→ What you have to do
Copy every record exactly, and keep the pictures out.

→ Given entries
--*--

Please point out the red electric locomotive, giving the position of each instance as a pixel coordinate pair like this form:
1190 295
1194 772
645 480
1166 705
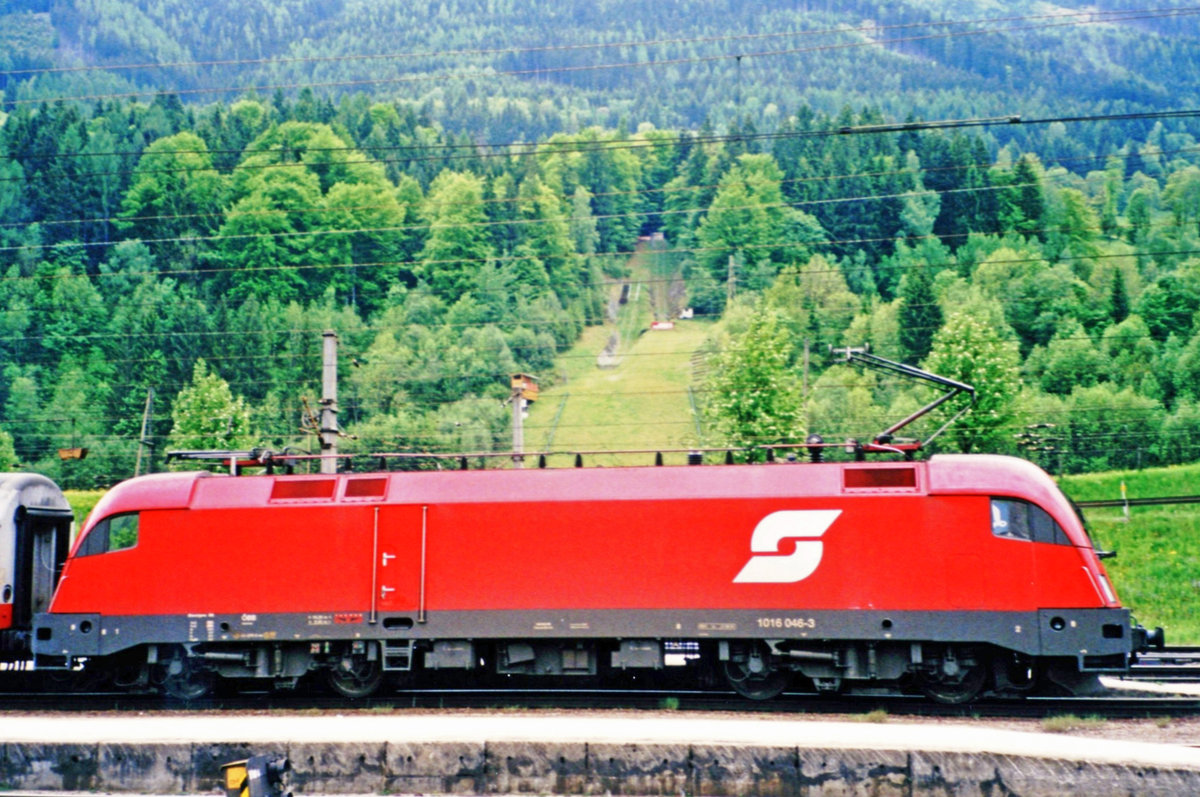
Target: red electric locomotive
958 575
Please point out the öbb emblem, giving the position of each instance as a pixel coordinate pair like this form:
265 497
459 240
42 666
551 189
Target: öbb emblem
768 565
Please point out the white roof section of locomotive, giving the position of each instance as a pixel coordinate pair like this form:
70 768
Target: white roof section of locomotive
22 490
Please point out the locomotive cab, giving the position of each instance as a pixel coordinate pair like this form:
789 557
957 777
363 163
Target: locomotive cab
35 533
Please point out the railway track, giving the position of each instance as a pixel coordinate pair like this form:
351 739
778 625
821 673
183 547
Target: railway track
1119 706
1171 664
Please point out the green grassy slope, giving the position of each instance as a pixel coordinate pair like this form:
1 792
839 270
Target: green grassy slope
1157 569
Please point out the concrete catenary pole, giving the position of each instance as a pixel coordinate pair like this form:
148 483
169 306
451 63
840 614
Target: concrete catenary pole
517 429
329 402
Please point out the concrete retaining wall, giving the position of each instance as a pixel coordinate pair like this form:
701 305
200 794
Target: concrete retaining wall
575 768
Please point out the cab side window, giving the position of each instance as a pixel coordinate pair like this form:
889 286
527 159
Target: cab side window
114 533
1020 520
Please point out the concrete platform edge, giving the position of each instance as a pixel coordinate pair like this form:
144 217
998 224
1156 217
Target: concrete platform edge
511 767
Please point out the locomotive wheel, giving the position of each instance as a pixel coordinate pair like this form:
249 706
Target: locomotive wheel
190 683
756 682
354 677
960 685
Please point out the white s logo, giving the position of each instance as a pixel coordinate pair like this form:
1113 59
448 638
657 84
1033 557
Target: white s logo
804 525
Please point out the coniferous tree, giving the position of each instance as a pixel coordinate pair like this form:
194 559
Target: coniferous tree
921 316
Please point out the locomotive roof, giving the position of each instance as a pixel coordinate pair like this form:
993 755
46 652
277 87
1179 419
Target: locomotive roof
942 474
31 491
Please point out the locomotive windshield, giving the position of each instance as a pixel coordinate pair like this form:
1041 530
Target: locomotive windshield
114 533
1024 521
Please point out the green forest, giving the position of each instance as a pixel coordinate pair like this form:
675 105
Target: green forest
173 251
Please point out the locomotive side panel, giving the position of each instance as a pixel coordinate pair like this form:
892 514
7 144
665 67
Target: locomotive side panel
238 561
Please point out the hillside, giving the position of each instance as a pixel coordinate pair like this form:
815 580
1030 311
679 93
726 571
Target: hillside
1158 547
517 71
625 385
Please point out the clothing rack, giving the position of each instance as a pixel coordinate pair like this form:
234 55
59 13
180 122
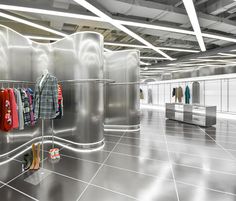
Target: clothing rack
105 81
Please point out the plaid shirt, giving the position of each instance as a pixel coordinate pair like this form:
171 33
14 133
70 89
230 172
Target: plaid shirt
46 98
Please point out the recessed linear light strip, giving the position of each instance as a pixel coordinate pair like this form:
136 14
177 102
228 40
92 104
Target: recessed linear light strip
118 44
194 21
124 22
155 58
32 24
108 19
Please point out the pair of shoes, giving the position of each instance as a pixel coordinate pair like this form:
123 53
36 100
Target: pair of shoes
54 153
28 158
36 157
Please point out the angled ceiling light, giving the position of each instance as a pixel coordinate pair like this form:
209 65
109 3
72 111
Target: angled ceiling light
155 58
144 63
42 38
227 54
49 12
144 47
107 18
129 23
194 21
32 24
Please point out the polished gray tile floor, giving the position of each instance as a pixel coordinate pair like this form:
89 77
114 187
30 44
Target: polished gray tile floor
165 161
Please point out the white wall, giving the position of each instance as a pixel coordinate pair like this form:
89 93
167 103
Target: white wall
220 93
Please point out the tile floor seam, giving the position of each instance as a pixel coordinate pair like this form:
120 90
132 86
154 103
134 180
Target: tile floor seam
15 189
75 179
115 191
90 181
179 138
225 150
177 152
151 175
177 143
172 171
179 164
205 188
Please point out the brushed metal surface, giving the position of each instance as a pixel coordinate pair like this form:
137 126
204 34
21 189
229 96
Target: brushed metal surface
78 56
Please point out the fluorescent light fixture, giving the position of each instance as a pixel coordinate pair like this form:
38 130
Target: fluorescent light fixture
227 54
144 63
32 24
155 58
49 12
143 47
194 21
107 18
129 23
107 50
42 38
178 49
229 39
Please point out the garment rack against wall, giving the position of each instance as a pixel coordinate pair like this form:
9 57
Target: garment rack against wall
105 81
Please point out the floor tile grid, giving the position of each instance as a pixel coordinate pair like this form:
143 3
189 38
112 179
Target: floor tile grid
89 183
181 138
173 175
6 183
207 187
183 143
225 150
171 162
201 187
174 152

--*--

→ Task solution
Please point out the red electric locomotive, giving the position of each instance as a pixel coordinate pair like this form:
1190 295
1194 772
645 480
1166 705
Target: red electric locomotive
958 575
Please point out the öbb emblem, giving the position of each instance as a pixel coordinate pair like this form:
265 497
459 240
42 666
551 189
Target: öbb emblem
768 565
Please point out the white roof section of locomotive, giving the position of each instance as a pixel coordinate pair like this form:
70 768
Target: white roof section of locomotive
22 490
Please point out the locomotive cab, giving the position of each instance as a pixel coordinate pair like this form:
789 557
957 777
363 163
Target: locomotive cab
35 533
Please point out the railway track, giving the position of each instance as a pixel coordinate pair like this form:
351 739
778 625
821 673
183 547
Target: railway track
1119 706
1171 664
Please point out the green grassy slope, giving the position of each instance as a pixel coordinate pair like this form:
1 792
839 270
Target: green grassy slope
1157 569
Please point out the concrete catenary pole, giving the position of each instance as a pixel coordinate pair like this form:
148 483
169 306
451 63
840 614
Target: concrete catenary pole
517 429
329 402
Please point out the concrete retaining wall, giving the position of each instance as a pixel coordinate pair like this form:
701 305
200 794
Target: concrete retaining wall
575 768
Please point out the cab side window, giving the position of each instance as a pixel coordinate pair like this form:
889 286
527 159
Target: cab side window
114 533
1020 520
Please point out the concrete platform edge, giving the position of each instance as a pixel coordinate pair like this form:
144 217
998 224
1156 217
Target: concrete platform edge
511 767
Please point out the locomotive wheel, giving the position of each instance as a pixel coordinate pair like this form:
249 706
Target: locomotive wheel
190 683
756 682
354 677
960 685
Please point out the white s logo, giving the position of each instance as a pixel coordinate pair like this form:
1113 59
448 638
657 84
1033 557
Target: white s logo
804 525
Please point out the coniferous tree, giving the position of each instance as a pixel coordinate pair like this form:
194 559
Target: coniferous tree
921 316
Please point out the locomotive roof, giving the position of each instance as a pixel coordinate pair like this form:
993 755
46 652
277 87
1179 419
Target: locomotive roof
942 474
31 491
Please point out the locomotive windshield, giving the position of each instance as a pixel coordinate pair like this form:
1041 530
Target: locomotive windshield
114 533
1024 521
Please point out the green forest, giving the position of each instance as a pixel coordinate pair like this form:
675 105
Target: green forest
173 251
Please point out the locomotive side panel, giving the position of each instance as a pixel coordinate pair like this form:
892 514
7 144
665 67
Target: locomotive side panel
238 561
Please point out the hillside, giving the position of each instance as a pixel coordinate pair like this form:
815 580
1030 311
679 93
726 571
Target: hillside
1158 547
517 71
625 385
Please point out the clothing rack, giving the position of each instance as a pixel coordinate pair like this form:
234 55
59 13
180 122
Target: clothing rack
105 81
Please point out the plaid shirt, giving the position of each instance as a pixel coordinate pair like this form:
171 33
14 133
70 89
230 172
Target: plaid shirt
46 98
Please point out the recessed linear light strip, giving the position of each instance as a pixel coordinate pair like this form:
136 14
177 102
228 40
92 104
Target: recessed linear light strip
118 44
194 21
124 22
155 58
32 24
108 19
Please point out the pair of shoes, giving the position of each instance as a pixel coordinate pair like this form:
123 53
36 100
Target: pair of shoes
54 153
28 158
36 157
Please point out the angled ceiling light, giving the position of each instance as a pixel coordinate pair like this form:
209 65
109 3
72 111
Target: angled ceiling light
155 58
144 63
42 38
227 54
49 12
144 47
107 18
129 23
194 21
32 24
Please point out the polished gray tile floor, giving the position of each instance as a pixel coordinate pair like this form:
89 77
114 187
30 44
Target: polished gray tile floor
165 161
Please point out the white wall, giving the position of each instance as a pixel coordinate pair like this form:
89 93
167 103
Target: white wall
220 93
Please point out the tile floor seam, giving the position of each instance as a pixel coordinate pair like this form:
120 90
132 86
154 103
134 180
Target: tile floor seam
15 189
75 179
115 191
90 181
179 138
225 150
177 152
151 175
177 143
172 171
179 164
205 188
Please point out the brushed metal surface, giving the position of each instance as a pixel coordinate pair like this form:
137 126
204 34
21 189
229 96
Target: brushed metal surface
78 56
Please point out the fluorescent light fixture, giving the position of each instance as a pixel coordinate pair like this form:
38 130
Target: fluorescent light fixture
227 54
144 63
32 24
155 58
49 12
143 47
194 21
107 18
129 23
107 50
42 38
178 49
229 39
Please point out the garment rack against wall, giving the position of each instance as a pixel coordinate pair like this form:
9 57
Target: garment rack against wall
105 81
Please point out the floor tile grid, giving the position of each instance as a pixel coordinate pair like this form:
143 3
189 38
112 179
Target: floor tile grid
89 183
181 138
173 175
6 183
207 187
183 143
225 150
171 162
201 187
174 152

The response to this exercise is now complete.